An acceptable answer contains each line of the material, unchanged.
-- Opening Marker --
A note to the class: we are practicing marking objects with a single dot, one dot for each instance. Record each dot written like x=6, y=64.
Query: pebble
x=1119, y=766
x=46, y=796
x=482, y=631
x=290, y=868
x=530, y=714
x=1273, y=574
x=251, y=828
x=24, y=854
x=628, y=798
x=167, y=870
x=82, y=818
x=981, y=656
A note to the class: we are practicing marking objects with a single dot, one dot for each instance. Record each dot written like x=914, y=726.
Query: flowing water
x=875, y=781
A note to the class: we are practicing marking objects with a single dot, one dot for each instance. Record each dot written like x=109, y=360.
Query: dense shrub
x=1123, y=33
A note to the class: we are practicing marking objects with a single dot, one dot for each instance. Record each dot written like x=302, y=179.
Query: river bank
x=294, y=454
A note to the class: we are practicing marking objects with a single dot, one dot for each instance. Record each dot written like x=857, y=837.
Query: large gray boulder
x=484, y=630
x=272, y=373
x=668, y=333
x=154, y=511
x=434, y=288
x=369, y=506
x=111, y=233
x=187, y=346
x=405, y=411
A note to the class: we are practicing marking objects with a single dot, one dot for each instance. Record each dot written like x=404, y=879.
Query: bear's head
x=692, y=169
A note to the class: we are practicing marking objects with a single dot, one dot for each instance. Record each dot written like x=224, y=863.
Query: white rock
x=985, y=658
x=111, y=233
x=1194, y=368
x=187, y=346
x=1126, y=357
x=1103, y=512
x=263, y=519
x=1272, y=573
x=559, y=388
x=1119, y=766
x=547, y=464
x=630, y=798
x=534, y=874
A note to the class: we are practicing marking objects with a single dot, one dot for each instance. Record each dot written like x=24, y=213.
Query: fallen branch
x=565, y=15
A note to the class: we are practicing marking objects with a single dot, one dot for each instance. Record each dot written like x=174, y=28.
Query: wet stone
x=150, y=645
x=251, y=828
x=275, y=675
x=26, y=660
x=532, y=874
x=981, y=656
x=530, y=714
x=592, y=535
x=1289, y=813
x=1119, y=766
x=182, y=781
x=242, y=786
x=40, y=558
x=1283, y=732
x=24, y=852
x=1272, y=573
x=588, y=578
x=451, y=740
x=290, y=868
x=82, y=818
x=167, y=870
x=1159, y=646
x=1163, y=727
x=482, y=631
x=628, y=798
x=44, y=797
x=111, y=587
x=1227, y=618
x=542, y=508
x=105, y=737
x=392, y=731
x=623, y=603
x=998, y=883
-- Closing Marker --
• [Exercise answer]:
A note to the class: we are practicing marking objects with a single dot, one dot for each instance. Record each dot written like x=6, y=64.
Query: pebble
x=1119, y=766
x=46, y=796
x=482, y=631
x=290, y=868
x=530, y=714
x=1273, y=574
x=251, y=828
x=24, y=854
x=628, y=798
x=167, y=870
x=82, y=818
x=981, y=656
A note to the class: we are practicing marking objects with a single dot, one dot for each instance. Record each dot written like x=914, y=726.
Query: flowing water
x=875, y=781
A note to the class: we are practicing marking objects with a single dot, one dot for each instance. Record each dot written like x=109, y=360.
Query: dense shrub
x=1123, y=33
A note to the class: we are practicing marking objects with a single dot, one dot for each instance. Record each dot written like x=302, y=179.
Query: river bank
x=294, y=454
A note to the class: we are practicing marking objects with a single dot, one dot for each instance. Record each dot written like x=857, y=837.
Query: large gray boulder
x=484, y=630
x=272, y=373
x=668, y=333
x=154, y=511
x=434, y=288
x=369, y=506
x=111, y=233
x=187, y=346
x=405, y=411
A note to the class: we are practicing marking objects with a single dot, one dot for each instance. Record each dot written like x=404, y=879.
Query: bear's head
x=692, y=169
A note to the class: we are practicing marking objects with a single dot, one dot for each instance. Record each dot written like x=224, y=863.
Query: white rock
x=985, y=658
x=111, y=233
x=1194, y=368
x=187, y=346
x=1126, y=357
x=1103, y=512
x=263, y=519
x=1272, y=573
x=559, y=388
x=1119, y=766
x=547, y=464
x=630, y=798
x=534, y=874
A note to the class: we are practicing marking objects with a single dot, one dot for each instance. Record each dot written like x=24, y=213.
Query: fallen branch
x=565, y=15
A note to the class: we are practicing marking objects with a single dot, one dot for each instance. Record each dot written like x=174, y=28.
Query: wet stone
x=150, y=645
x=251, y=828
x=275, y=675
x=26, y=660
x=532, y=874
x=981, y=656
x=530, y=714
x=592, y=535
x=1289, y=813
x=1119, y=766
x=182, y=781
x=242, y=786
x=40, y=558
x=1283, y=732
x=24, y=852
x=1272, y=573
x=588, y=578
x=451, y=740
x=290, y=868
x=82, y=818
x=167, y=870
x=1159, y=646
x=1163, y=727
x=482, y=631
x=628, y=798
x=44, y=797
x=111, y=587
x=1227, y=618
x=542, y=508
x=105, y=737
x=392, y=731
x=623, y=603
x=998, y=883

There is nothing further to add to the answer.